Listed records >>
-- Opening Marker --
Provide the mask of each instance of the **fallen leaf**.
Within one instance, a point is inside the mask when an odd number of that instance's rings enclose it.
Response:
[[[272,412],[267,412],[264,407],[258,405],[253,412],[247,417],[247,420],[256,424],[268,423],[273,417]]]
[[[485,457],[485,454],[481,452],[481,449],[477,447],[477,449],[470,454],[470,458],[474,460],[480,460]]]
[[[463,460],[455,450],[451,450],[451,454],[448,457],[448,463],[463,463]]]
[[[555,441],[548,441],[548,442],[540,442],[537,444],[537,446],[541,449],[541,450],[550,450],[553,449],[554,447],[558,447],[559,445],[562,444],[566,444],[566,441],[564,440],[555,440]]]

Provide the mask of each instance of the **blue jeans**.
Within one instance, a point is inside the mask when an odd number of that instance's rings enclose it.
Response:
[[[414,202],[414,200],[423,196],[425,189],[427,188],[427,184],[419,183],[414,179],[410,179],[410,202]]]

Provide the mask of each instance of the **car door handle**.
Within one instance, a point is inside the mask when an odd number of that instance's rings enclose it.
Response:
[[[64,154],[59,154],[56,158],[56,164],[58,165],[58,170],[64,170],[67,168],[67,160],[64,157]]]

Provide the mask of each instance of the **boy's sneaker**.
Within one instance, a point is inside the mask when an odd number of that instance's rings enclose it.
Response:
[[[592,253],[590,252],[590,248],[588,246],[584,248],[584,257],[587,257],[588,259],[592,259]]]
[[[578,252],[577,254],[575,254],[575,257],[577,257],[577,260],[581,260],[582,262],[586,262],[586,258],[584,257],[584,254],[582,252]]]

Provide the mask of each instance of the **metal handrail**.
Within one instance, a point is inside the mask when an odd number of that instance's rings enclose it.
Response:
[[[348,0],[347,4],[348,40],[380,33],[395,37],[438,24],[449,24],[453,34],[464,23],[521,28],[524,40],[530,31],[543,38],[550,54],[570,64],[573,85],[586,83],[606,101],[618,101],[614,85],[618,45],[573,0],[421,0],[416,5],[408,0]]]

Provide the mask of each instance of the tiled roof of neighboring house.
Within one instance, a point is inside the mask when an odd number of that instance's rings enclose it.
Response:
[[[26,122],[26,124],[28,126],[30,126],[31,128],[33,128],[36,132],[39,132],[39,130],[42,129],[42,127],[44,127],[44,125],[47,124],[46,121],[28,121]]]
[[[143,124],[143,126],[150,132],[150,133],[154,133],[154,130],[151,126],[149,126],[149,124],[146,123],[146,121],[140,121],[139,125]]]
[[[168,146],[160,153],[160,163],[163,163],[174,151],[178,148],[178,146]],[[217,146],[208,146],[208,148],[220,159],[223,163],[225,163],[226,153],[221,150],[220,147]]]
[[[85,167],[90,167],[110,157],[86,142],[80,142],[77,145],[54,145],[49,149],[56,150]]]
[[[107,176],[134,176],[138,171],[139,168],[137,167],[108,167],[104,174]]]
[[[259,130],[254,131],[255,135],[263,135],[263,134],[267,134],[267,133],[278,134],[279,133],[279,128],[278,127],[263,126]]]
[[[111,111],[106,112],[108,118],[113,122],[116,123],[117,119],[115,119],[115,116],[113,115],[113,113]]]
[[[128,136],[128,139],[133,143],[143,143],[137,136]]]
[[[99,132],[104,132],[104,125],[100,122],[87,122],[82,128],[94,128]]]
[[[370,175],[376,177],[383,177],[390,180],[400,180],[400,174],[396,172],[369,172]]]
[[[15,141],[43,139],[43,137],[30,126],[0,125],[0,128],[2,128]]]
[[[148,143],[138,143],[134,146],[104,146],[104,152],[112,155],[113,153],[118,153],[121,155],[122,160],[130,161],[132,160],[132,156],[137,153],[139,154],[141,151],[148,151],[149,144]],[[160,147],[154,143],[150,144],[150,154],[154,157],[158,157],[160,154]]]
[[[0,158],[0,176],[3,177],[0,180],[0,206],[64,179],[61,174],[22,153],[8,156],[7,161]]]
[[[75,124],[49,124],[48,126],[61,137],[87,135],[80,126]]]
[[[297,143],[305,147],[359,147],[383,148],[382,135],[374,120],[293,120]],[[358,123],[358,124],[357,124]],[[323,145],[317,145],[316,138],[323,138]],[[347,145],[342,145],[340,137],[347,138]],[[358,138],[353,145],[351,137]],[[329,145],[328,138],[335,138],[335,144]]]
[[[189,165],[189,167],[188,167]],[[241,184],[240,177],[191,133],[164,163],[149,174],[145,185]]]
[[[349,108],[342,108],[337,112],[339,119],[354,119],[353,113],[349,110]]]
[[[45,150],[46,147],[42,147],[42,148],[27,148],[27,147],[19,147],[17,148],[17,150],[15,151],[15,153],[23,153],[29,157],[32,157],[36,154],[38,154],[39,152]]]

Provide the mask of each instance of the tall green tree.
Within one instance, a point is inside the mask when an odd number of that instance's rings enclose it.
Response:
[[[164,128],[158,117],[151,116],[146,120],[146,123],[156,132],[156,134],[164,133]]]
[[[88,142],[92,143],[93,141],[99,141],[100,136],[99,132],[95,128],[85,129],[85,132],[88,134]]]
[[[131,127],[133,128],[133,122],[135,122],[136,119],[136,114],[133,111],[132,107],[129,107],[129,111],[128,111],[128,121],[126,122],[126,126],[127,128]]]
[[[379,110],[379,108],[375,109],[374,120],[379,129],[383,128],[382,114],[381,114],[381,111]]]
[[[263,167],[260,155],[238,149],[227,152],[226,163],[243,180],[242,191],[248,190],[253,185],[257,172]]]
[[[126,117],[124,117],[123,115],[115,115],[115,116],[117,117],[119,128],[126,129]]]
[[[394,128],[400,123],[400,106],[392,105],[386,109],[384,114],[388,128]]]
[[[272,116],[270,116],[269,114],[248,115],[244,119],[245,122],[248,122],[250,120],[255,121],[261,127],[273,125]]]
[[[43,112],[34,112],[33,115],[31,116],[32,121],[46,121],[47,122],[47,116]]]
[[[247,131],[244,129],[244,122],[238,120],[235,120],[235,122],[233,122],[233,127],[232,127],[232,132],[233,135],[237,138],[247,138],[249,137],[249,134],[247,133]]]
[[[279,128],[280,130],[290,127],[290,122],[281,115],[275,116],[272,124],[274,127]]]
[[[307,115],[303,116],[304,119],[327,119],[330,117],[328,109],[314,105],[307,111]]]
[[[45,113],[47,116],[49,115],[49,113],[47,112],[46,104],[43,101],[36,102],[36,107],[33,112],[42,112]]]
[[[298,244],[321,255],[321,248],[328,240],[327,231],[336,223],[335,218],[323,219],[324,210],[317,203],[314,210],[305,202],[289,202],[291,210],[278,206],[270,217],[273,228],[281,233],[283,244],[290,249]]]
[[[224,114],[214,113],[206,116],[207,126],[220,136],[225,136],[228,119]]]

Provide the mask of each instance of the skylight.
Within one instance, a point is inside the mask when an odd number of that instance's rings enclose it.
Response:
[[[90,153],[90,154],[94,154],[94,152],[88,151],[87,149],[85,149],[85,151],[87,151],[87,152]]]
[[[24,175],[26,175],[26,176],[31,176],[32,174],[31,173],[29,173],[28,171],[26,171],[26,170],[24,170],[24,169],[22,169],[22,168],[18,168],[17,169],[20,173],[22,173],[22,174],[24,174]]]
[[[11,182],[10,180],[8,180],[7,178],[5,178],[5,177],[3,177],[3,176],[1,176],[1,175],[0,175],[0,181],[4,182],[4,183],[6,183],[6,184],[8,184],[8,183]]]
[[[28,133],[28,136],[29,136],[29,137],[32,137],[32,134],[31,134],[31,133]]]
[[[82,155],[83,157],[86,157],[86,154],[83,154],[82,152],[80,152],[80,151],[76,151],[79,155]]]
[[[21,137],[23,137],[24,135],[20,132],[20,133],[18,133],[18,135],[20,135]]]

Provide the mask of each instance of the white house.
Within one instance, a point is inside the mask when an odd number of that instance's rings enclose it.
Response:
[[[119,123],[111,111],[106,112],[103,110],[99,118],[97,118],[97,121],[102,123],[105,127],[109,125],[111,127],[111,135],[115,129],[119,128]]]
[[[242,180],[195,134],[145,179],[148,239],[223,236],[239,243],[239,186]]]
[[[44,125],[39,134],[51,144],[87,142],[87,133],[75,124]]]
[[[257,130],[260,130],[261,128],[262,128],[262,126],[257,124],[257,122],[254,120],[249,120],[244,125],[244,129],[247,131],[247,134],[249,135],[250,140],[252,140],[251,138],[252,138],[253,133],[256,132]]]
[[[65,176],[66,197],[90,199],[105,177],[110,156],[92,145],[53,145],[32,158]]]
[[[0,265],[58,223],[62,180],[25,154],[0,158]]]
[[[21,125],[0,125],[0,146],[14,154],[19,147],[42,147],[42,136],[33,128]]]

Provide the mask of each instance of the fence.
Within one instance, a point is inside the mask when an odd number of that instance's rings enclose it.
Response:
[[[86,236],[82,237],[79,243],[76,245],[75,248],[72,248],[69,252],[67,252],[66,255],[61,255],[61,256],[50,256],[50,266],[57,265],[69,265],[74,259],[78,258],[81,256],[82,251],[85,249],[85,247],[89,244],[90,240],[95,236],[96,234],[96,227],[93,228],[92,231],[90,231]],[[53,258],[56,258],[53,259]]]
-- Closing Marker --
To do >>
Please state how many lines of the entries above include the string "house", giving the number and nothing more.

Response below >>
2